─── Supplied passage
Recreation Park and Rangpur Zoo, (বিনোদন উদ্যান ও রংপুর চিড়িয়াখানা) is located in Rangpur, Bangladesh, is the largest zoo in North Bengal and the second largest in Bangladesh in terms of size. With an area of 21.51 acre of lush green trees and grasses, the zoo is located east side of Hanuman-tola road beside Police Line Road, not far from Rangpur District Administration Office.

Rangpur Central Zoo is one of the recreation spots in Rangpur city.

==History==
It was established in 1989, and two years later on June 14, 1991, it was opened to exhibit 23 species of animals. On August 14, 1988, the construction work of Rangpur Zoo started on 21.51 acre of land in front of Police Lines School and College, at a cost of Tk 18 million.
──────
─── Record set
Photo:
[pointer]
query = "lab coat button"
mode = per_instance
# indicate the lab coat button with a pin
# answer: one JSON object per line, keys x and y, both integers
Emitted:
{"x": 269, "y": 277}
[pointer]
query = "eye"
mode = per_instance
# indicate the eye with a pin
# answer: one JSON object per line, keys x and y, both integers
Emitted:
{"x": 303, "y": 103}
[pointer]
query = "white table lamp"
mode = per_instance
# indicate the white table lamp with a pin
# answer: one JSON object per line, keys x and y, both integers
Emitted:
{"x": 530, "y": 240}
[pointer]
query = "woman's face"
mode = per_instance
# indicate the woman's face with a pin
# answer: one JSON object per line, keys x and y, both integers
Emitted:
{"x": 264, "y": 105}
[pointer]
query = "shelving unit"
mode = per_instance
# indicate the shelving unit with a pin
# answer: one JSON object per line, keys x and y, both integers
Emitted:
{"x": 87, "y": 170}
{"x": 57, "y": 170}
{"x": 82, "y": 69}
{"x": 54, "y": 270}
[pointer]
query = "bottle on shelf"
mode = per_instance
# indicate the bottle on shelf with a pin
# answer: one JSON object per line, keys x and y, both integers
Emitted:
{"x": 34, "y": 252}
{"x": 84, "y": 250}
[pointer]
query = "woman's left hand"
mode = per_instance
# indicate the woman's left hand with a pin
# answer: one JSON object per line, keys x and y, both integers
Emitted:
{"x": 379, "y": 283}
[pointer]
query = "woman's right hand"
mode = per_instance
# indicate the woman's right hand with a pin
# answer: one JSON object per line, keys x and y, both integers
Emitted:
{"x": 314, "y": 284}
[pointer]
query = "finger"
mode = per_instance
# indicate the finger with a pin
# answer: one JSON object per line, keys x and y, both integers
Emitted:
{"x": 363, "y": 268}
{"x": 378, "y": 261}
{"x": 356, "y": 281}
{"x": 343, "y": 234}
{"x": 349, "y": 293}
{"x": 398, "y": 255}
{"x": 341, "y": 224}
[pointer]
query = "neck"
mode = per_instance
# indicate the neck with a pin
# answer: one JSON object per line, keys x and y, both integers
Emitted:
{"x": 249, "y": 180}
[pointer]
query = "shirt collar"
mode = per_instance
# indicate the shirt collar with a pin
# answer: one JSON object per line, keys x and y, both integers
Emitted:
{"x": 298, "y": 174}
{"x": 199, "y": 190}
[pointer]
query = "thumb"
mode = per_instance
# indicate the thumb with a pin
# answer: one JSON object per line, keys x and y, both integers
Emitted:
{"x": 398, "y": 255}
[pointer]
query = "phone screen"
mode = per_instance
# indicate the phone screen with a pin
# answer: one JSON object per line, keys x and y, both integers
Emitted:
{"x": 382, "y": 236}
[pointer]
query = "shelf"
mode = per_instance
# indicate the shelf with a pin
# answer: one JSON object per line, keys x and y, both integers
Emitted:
──────
● **Tasks to carry out**:
**a)** Answer these from the Rangpur Zoo text:
(i) How does the zoo rank in size among zoos in Bangladesh?
(ii) How many species of animals was it opened to exhibit?
(iii) What did the construction cost?
**b)** Reproduce everything in the Rangpur Zoo text from "Recreation Park and" down to "in Rangpur city.".
**c)** Write the next part of the Rangpur Zoo text, picking up after its last sentence.
The records have nothing to do with the work here.

● **Solved tasks**:
**a)**
(i) It is the second largest in Bangladesh.
(ii) 23 species.
(iii) Tk 18 million.

**b)**
Recreation Park and Rangpur Zoo, (বিনোদন উদ্যান ও রংপুর চিড়িয়াখানা) is located in Rangpur, Bangladesh, is the largest zoo in North Bengal and the second largest in Bangladesh in terms of size. With an area of 21.51 acre of lush green trees and grasses, the zoo is located east side of Hanuman-tola road beside Police Line Road, not far from Rangpur District Administration Office.

Rangpur Central Zoo is one of the recreation spots in Rangpur city.

**c)**
==Attractions==
As of 2018, The zoo has 215 individual animals of 26 species, include Mammal, Aves and Reptilians. Many wild animals are available to attract the visitors. A few of them including 2 lions, 2 Bengal tiger, 1 hippopotamus, 2 crocodiles, 2 oysters, 3 peacocks, 1 bear, 1 keshowari, 1 horse, and 1 colobinae. There are different kinds of birds, including cassowary, vulture, turkey, parrots, peacocks, herons and so on.

There is also a park, a lake, restaurant, and different kinds of local plants.

Bangladesh University of Engineering and Technology (BUET) had completed a digital survey and feasibility study of "Dhaka And Rangpur Zoo Modernization Project" to upgrade the facilities to international standard.